» Requests
(1) In the text about Llandyssil, what date was the feast day of St Tysul?
(2) Write the next part of the text about Llandyssil, picking up after its last sentence.

» Reading text
Llandyssil is a village in Powys, Wales, about two miles from the town of Montgomery.

The village is part of the Llandyssil community. In 2001 there were 420 inhabitants in the parish, of whom 300 lived in the village itself.

Connection with Celtic saints

Llandyssil takes its name from St Tysul, a little known Welsh saint of the 7th century AD. Only two churches in Wales were dedicated to this saint, Llandyssil in Montgomeryshire and Llandysul in Ceredigion, and the feast day for this saint was celebrated on 31 January. The old church in the village (largely demolished in 1866) stood in the graveyard to the SE of the present village. This suggests that the present settlement dates back to the period around 700AD. There is also a connection with another early Welsh and Breton saint, St Padarn.  On the highland to the south in Cefn y Coed is the farm Cwm Badarn. The Llandyssil Brook rises in this Cwm or valley, and between Cwm Badarn Farm and the Pinion is a rock cut spring, that was possibly a Holy Well, dedicated to St Padarn.

History
In the Medieval period, Llandyssil was in the Cantref of Cedewain in the Kingdom of Powys. The parish was divided into four townships: Bolbro, Bronywood (or Bronycoed), Bryntalch and Rhandir. Rhandir, which contained the parish church, was the largest of these townships. It was probably an amalgamation of three other townships; Cefn-y-coed, Coedywig and Trefganol. In 1536, following the Act of Union, Llandyssil became part of the new county of Montgomeryshire. For ecclesiastical administration, the parish was in the Bishopric of St Asaph, the Archdeaconry of Montgomery and the Deanery of Cedewain. 
For Parliamentary representation, Llandyssil fell within the County of Montgomery until 1885, when, for electoral purposes, it was included within the Montgomery Boroughs. It was transferred back to the County in 1918, when only one MP represented Montgomeryshire.
With the establishment of the Montgomeryshire County Council in 1894, Llandyssil Parish Council was created, and it was included in Forden Rural District Council. In 1974, as a result of Local Government reform, Llandyssil Parish Council became a Community Council within the Montgomeryshire District Council. At this time, Llanmerewig was joined with Llandyssil to form the new Community Council, and in 1984 this was renamed Abermule with Llandyssil Community Council. At this time, the Community Council covered the old parishes of Llanmerewig and Llandyssil, together with Dolforwyn, which had been a township in Bettws Cedewain parish. In 1996,  with the abolition of the Montgomeryshire District Council, the Community Council became part of Powys County Council.

» Information shown
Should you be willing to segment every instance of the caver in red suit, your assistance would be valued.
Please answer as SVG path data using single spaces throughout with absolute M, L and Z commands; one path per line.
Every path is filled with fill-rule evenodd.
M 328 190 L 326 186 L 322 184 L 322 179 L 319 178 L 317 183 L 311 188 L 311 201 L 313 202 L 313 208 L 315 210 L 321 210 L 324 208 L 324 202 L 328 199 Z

» Results of the tasks
(1) 31 January

(2)
Population and language
The Census returns are as follows:

In 1880 a portion of the township of Bolbro was transferred from Llandyssil to Llanmerewig and the size of the parish was reduced from 4187 acres to 3800 acres. This may be reflected in the decrease in population between the 1881 and 1891 censuses.

During the later part of the 18th century, it appears that the Welsh language was supplanted by English for general usage in the village. There are some Welsh speakers in the village, but they have mainly come from elsewhere in Montgomeryshire.

Archaeological and historic monuments
Llandyssil is particularly rich in archaeological sites, especially of the Later Bronze Age and Iron Age. To the NE it is overshadowed by Ffridd Faldwyn, possibly the largest Hillfort in Wales, which is adjacent to Town Hill in Montgomery. Most of the sites have been discovered by aerial photography. The main sites are:

Prehistoric
The prehistoric sites include:
Brynderwen Enclosure. NGR: SO2064995184. Ditched enclosure close to the river Severn. Late Neolithic Peterborough ware pottery. Dated to c.3350-3000 BC.
Cefn Llan Hillfort in Cefnycoed. NGR: SO20579476. Scheduled ancient monument. Enclosure situated on low hill, comprising a sub-rectangular platform 60m by 40m (north-south) rising to c1.5m above the ditch. The original entrance is to the south. Site now overgrown and bank starting to erode.
Cefn Llan Enclosure (to N of Hillfort). Triple ditched enclosure c121m across, triple ditches only visible on the S side, the rest being single or double ditched. Linear earthworks to SW could be related.
 Cloddiau. Possible Late Bronze or Iron Age Cattle Krall or Banjo enclosure with triple banks and funnel entrance. Triple ditched sub-circular enclosure 92 x 78m enclosing an inner area of 2526m. Well-defined entrance to NE with flanking ditches. Excavations in 1993 showed the 4m wide inner ditch was just below the edge of the scarp, but no stratigraphy survived in either the rampart or the interior.
Coed y Wig hillfort. NGR: SO1957096216. Iron Age Hillfort revealed by aerial photography. Possible enclosure, treble ditched to SE but only single ditch visible to E. NE part not visible. Site is set on 2 E-W ridges with a broad natural gully between. The ditches seem to be cutting across from one ridge to another.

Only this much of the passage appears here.